Top of Excerpt provided

Ever find that a certain muscle group just doesn't seem to grow or get any stronger? You just can't feel or see it improving, no matter what you do?
For guys, this tends to be chest, arms and/or calves.
And for women, this tends to be glutes, shoulders and/or arms.
So if your struggling with developing a particular muscle, check out the below tips that you might not be applying:
Perfect your form! Check to make sure your not making any mistakes. Is your positioning correct and maintaining it? Are you staying within the working range of motion? Is how your lifting correct? Is the target muscle actually doing the work, or are other muscles taking over?
Sometimes you might even be doing something wrong that you may not even be aware is a mistake. Such as shoulders lifting off the bench when doing a chest press. Or pulling the lat pulldown bar down too low. A small coaching cue could help make a massive impact and the difference you need.
2. Muscle Tension Following from actually working the target muscle, ensure your placing tension into that muscle, keeping it in there throughout every set, and contracting that muscle on every rep. You should be feeling that target muscle working the entire time, if you don't, then it's not working, and something else has the tension. For example, shoulders doing the work instead of the chest when pressing, or feeling your lower back instead of your glutes.
3. Frequency Muscles need frequent work to grow. Muscles usually recover after 2-3 days, so are ready to train again. Training a specific muscle just once per week (as is in the typical 'bro split') won't cut it and is not going to yield the best results. Aim to train muscles, particularly if it's underdeveloped, 2-3 times per week.

Bottom of Excerpt provided
Top of Data supplied

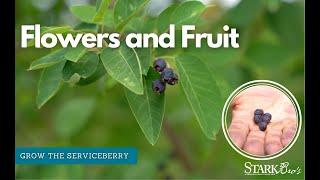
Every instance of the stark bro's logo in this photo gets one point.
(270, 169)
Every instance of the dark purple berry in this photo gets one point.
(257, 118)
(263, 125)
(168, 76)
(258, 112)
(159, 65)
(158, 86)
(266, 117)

Bottom of Data supplied
Top of Data supplied

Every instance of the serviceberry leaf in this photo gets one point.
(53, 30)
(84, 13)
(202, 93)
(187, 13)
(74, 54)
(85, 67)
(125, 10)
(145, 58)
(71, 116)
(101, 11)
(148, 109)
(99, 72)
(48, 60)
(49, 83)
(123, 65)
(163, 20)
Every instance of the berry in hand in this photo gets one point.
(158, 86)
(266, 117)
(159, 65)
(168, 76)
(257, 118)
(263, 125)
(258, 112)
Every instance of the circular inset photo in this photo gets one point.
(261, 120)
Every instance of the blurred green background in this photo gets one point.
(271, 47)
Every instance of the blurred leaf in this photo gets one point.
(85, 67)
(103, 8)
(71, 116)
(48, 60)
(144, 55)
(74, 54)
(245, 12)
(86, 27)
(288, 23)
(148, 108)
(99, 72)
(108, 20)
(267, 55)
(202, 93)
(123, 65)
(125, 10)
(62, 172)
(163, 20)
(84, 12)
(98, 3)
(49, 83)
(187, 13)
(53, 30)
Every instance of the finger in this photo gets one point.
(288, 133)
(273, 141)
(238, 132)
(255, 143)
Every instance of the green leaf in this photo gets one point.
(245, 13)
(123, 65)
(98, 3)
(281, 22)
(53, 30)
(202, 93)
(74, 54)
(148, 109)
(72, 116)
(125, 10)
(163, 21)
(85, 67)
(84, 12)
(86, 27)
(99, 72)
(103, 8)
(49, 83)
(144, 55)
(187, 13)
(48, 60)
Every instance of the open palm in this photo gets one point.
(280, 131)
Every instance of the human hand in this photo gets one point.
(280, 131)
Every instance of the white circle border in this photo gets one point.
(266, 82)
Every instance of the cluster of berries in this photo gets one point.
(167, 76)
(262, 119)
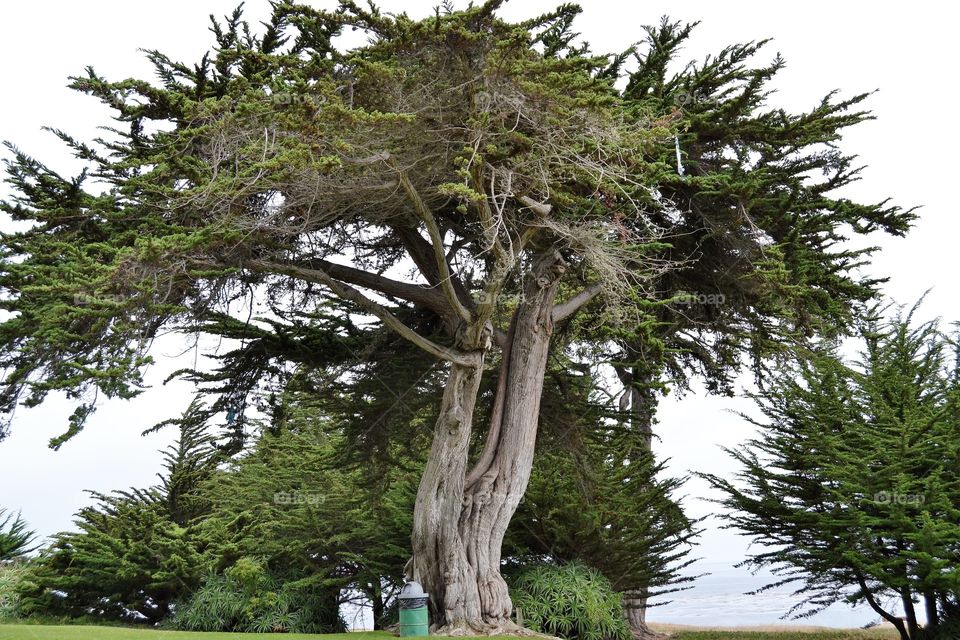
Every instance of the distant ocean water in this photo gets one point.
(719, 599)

Bottom of Data supplied
Top of Data supplied

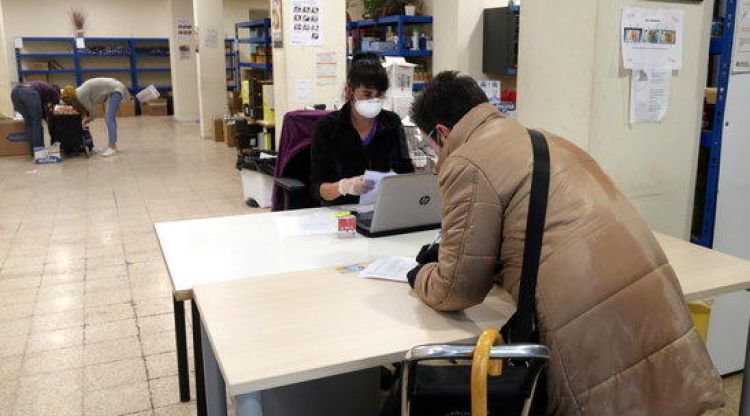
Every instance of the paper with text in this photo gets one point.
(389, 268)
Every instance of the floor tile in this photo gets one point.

Bottom of Data supplied

■ Requirement A ■
According to the article on lagging muscle groups, how many times per week should an underdeveloped muscle be trained?
■ Requirement B ■
Carry on the article on lagging muscle groups from the point where it stops.
The items have nothing to do with the article on lagging muscle groups.

■ Task answer A ■
Two to three times per week.

■ Task answer B ■
4. Progressive Overload The Holy Grail of muscle building. Muscles adapt to stimulus, so need to be 'overloaded' over time by doing more work in order to grow. You can do this by increasing the weight lifted/ increasing the reps done/ increasing the number of sets. This is why you should record and track your workouts, so you know exactly what weights and reps you used last time for the number of sets, so you can build upon it the following week with that workout.
5. Calories/Protein Ensure you are eating enough calories and protein! To focus on putting on muscle, you should be eating in a slight calorie surplus. Your muscles need this in order to repair and grow.
To an extent, you can still develop muscle in a calorie deficit, but this must be a slight deficit (i.e just below maintenance calories) and also ensuring protein intake is kept high (Minimum 1g per lb of bodyweight)
Ideally, all of these should be applied to your training, but applying just one of these things if your missing them, could make a difference.